Со своей стороны Саладин стал более требовательным к своему образу жизни. Он был все так же набожен, но стал более суровым и аскетичным. Он отбросил всякую мысль о развлечениях и приятном времяпрепровождении, начал придерживаться спартанских правил и сделал их образцом поведения для своего войска. Отныне он посвятил всего себя одной великой цели – основать мусульманскую империю, достаточно сильную для того, чтобы изгнать из страны всех неверных. «Когда Аллах даровал мне страну Египет, – говорил он, – я был уверен, что Он предназначал мне и Палестину». Вполне могло быть, что его рвение несколько гасил его природный эгоизм. Но результат был все тот же: отныне вся его жизнь была посвящена защите ислама. Он дал себе обет вести священную войну.
Положение нового визиря было на удивление двойственным. Он был одновременно и первым министром «еретика» халифа (шиита), и полководцем правоверного эмира (суннита). Это выглядело удивительно противоречиво: два имени упоминались во время пятничной молитвы в мечети. С подобным противоречием необходимо было покончить, но только путем обоюдного согласия. Резкие перемены могли быть фатальными; пока народ Египта сохранял привязанность шиитской доктрине, которая укоренилась за двести лет правления Фатимидов, и догматы шиизма способствовали ее распространению. Взаимоотношения Саладина и Нур ад-Дина были тоже довольно сложными. Эмир Сирии поздравил его с назначением и подтвердил, что Саладин остается командующим сирийской армии в Египте, но не более того. Его послания из Дамаска адресовались просто: «Эмиру Саладину, главнокомандующему, и другим эмирам». Это делалось для того, чтобы показать, что он не больше чем primus inter paris (первый среди равных), что его можно отозвать или понизить в звании по желанию его суверена. С целью постепенно укрепить свое положение, не вызвав недоверия народа Египта или зависти Нур ад-Дина, Саладину необходимо было проводить осторожную и взвешенную политику.
Его первым шагом стало решение окружить себя своей семьей. Подобно библейскому Иосифу, только находившемуся под властью халифа, а не фараона, послал за своими отцом и братьями в Сирию, чтобы они разделили с ним его благополучное существование. Он даже предложил отцу (Айюб прибыл в Египет в середине апреля 1170 г., годом позже, чем его сыновья), чтобы тот занял его высокий пост, но тот отказался от такой чести. «Мой сын, – сказал он, – Аллах не поставил бы тебя на столь большой пост, если бы ты не соответствовал ему; не стоит лишний раз испытывать судьбу». Айюб все же принял на себя обязанности казначея, а остальные сыновья поддержали своего брата в его сложном положении. Они получили свою награду; Саладин передал им фьефы провинившихся перед визирем египтян, отправив их самих в те места, где они не могли больше вредить. В его намерениях было ослабить партию халифа, и ему была абсолютно безразлична та ненависть, которую испытывали по отношению к нему египетские придворные и военные, пока он пользовался доверием народа. А к этому он всегда стремился, и его арабский биограф пишет, что народ приходил со всех областей Египта, чтобы только увидеть его, и редко уходил с пустыми руками. Саладин выслушивал каждую просьбу, и ни одно обращение не было напрасным.

◆ ◆ ◆ ◆ ◆

Перепишите из отрывка о Саладине часть, которая начинается словами «Со своей стороны» и заканчивается словами «вести священную войну.».

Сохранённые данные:
◆ ◆ ◆ ◆ ◆

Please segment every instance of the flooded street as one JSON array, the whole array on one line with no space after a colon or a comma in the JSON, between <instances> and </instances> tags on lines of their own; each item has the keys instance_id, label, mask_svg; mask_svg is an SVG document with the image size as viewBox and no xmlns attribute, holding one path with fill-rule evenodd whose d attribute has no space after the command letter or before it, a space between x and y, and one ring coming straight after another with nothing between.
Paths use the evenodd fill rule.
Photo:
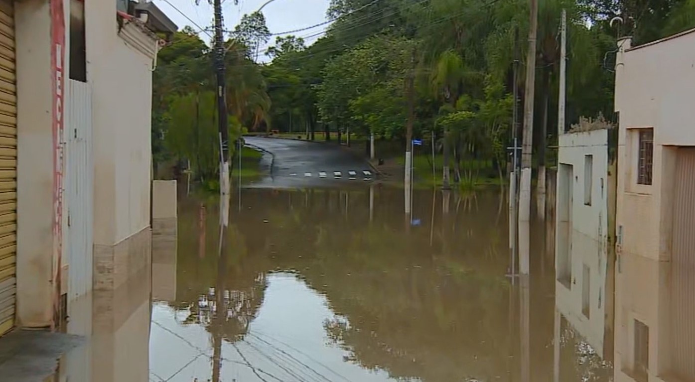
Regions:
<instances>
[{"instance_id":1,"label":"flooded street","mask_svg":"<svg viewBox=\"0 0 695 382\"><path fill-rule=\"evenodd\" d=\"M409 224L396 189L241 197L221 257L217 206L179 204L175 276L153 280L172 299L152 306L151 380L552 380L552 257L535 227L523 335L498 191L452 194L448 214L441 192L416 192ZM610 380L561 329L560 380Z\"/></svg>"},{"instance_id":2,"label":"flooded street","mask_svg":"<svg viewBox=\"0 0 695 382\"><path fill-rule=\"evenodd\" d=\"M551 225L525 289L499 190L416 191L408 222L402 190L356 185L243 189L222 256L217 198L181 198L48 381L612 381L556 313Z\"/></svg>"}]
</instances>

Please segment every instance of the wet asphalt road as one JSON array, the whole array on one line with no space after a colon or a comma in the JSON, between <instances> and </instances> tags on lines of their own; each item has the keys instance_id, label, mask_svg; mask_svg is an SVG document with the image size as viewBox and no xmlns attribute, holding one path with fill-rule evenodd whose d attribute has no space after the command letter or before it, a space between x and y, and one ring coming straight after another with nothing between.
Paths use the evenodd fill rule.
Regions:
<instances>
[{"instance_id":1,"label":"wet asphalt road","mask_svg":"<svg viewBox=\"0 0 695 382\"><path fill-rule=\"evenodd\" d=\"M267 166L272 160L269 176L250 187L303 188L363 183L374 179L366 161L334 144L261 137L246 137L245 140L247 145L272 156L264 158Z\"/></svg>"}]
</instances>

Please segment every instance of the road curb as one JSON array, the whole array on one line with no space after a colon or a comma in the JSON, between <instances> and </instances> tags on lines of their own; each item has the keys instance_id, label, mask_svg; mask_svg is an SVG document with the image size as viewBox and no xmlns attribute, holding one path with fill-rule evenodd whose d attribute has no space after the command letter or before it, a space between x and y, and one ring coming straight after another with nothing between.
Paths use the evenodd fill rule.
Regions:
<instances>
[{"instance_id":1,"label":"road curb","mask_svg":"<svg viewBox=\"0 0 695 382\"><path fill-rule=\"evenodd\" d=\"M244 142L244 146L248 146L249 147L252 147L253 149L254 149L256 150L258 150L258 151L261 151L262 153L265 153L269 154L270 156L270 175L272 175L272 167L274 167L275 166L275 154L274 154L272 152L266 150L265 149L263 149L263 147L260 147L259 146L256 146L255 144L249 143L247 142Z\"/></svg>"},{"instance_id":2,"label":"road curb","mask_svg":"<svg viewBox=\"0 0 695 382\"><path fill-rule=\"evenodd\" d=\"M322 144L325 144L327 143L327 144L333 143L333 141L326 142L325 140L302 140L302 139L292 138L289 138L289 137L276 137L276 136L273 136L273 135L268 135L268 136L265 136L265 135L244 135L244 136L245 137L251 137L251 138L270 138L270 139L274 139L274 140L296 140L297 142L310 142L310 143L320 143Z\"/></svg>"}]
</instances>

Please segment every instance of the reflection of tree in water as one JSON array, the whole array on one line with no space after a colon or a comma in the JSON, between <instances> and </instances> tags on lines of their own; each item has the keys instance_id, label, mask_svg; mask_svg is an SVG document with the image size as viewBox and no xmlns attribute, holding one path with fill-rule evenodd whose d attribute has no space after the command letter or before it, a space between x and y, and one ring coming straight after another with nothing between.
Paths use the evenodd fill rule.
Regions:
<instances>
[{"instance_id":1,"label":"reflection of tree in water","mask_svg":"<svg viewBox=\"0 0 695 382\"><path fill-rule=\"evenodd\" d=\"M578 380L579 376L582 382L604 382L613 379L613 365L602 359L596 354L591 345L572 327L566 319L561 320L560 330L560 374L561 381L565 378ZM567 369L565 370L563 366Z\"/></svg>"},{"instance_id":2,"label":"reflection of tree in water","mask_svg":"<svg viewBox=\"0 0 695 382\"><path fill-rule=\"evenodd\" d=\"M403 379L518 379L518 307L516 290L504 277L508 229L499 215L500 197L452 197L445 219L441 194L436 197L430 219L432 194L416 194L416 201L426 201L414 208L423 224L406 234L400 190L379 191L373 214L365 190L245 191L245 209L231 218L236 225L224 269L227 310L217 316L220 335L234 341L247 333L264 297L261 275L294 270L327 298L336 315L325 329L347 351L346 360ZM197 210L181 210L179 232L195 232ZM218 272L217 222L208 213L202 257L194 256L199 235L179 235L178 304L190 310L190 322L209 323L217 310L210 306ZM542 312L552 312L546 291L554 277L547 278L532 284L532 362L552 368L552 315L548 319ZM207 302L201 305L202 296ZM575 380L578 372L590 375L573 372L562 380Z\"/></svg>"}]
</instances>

◆ ◆ ◆ ◆ ◆

ОТВЕТ НА ЗАДАНИЕ:
Со своей стороны Саладин стал более требовательным к своему образу жизни. Он был все так же набожен, но стал более суровым и аскетичным. Он отбросил всякую мысль о развлечениях и приятном времяпрепровождении, начал придерживаться спартанских правил и сделал их образцом поведения для своего войска. Отныне он посвятил всего себя одной великой цели – основать мусульманскую империю, достаточно сильную для того, чтобы изгнать из страны всех неверных. «Когда Аллах даровал мне страну Египет, – говорил он, – я был уверен, что Он предназначал мне и Палестину». Вполне могло быть, что его рвение несколько гасил его природный эгоизм. Но результат был все тот же: отныне вся его жизнь была посвящена защите ислама. Он дал себе обет вести священную войну.